Directions:
Which rows below contain the string "distant"? Show each of them in full, treating uppercase and lowercase letters as different.

Records to process:
════════════════

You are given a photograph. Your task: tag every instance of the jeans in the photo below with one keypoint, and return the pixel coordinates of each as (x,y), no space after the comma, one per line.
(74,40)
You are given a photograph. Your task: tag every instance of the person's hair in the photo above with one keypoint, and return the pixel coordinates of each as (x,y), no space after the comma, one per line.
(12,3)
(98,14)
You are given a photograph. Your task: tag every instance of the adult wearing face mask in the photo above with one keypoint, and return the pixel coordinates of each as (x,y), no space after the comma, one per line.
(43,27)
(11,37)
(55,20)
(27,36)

════════════════

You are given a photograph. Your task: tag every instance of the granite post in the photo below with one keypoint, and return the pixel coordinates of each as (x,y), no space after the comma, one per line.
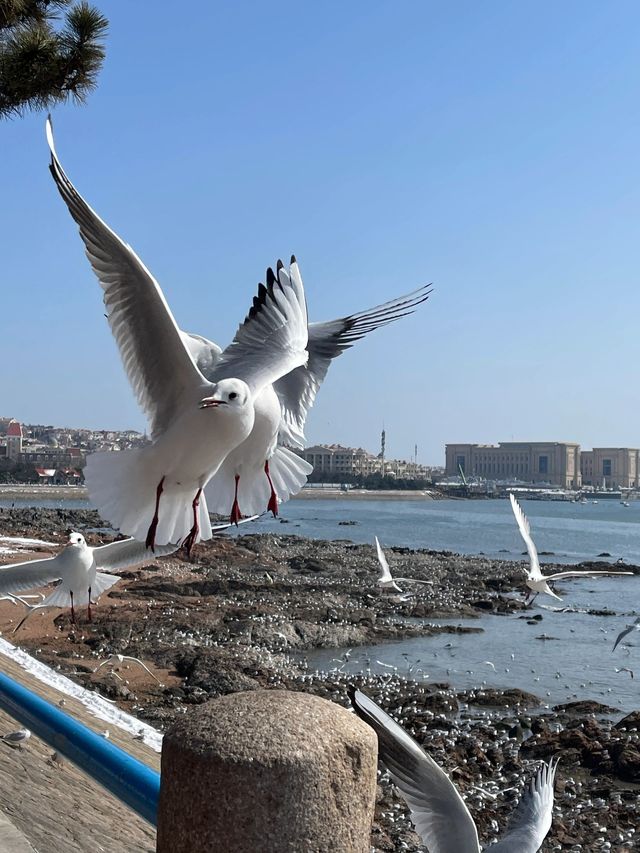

════════════════

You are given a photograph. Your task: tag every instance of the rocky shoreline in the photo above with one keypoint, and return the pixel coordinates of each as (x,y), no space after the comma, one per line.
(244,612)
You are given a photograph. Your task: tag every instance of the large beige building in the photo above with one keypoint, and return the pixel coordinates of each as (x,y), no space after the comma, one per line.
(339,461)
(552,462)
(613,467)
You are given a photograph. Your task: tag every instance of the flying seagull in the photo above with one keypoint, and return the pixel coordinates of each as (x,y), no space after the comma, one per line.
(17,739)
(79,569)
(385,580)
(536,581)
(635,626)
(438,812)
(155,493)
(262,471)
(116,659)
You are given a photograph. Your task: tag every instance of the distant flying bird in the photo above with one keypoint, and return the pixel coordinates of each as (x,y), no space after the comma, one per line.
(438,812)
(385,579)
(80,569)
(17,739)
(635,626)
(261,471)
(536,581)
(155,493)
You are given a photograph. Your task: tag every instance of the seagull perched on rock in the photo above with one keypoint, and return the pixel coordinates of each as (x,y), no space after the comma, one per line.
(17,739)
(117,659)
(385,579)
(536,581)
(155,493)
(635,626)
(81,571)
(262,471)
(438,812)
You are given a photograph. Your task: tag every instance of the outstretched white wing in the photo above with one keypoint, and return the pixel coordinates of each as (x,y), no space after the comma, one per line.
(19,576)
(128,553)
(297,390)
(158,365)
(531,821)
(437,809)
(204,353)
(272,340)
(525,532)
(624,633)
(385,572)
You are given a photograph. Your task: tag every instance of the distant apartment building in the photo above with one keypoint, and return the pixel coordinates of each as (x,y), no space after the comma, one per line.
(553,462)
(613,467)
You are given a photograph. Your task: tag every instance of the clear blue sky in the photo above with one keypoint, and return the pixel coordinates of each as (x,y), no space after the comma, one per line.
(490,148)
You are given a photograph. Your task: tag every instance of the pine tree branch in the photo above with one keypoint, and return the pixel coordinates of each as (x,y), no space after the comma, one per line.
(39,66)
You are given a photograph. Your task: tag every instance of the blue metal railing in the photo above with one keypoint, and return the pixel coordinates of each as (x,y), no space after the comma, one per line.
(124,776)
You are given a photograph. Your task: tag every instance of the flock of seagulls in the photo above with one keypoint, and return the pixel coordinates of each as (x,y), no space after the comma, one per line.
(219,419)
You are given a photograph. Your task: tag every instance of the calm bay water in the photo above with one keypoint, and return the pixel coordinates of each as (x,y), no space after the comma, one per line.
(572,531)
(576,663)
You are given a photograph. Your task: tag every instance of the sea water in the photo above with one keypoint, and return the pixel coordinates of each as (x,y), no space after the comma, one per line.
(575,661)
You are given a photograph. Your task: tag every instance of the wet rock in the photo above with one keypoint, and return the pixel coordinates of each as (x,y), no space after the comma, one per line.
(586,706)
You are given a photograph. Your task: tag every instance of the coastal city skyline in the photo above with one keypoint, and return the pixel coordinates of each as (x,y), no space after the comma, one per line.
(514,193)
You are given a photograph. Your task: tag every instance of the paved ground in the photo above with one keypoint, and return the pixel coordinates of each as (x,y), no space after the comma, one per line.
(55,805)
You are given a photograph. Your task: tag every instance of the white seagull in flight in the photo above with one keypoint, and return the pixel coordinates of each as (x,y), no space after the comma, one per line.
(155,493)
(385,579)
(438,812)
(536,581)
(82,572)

════════════════

Problem solution:
You are given a photograph. Your task: tag every instance of the distant flying bird in the photo above with one keypoint, and return the pixel coordinates of each as (x,y), no space after the comma, one per line.
You are given a photograph. Your task: tag every instance of the distant apartment building in the photo above with one keypoint, and return the pixel coordinates of each as (x,y), no space after the comma, one per line.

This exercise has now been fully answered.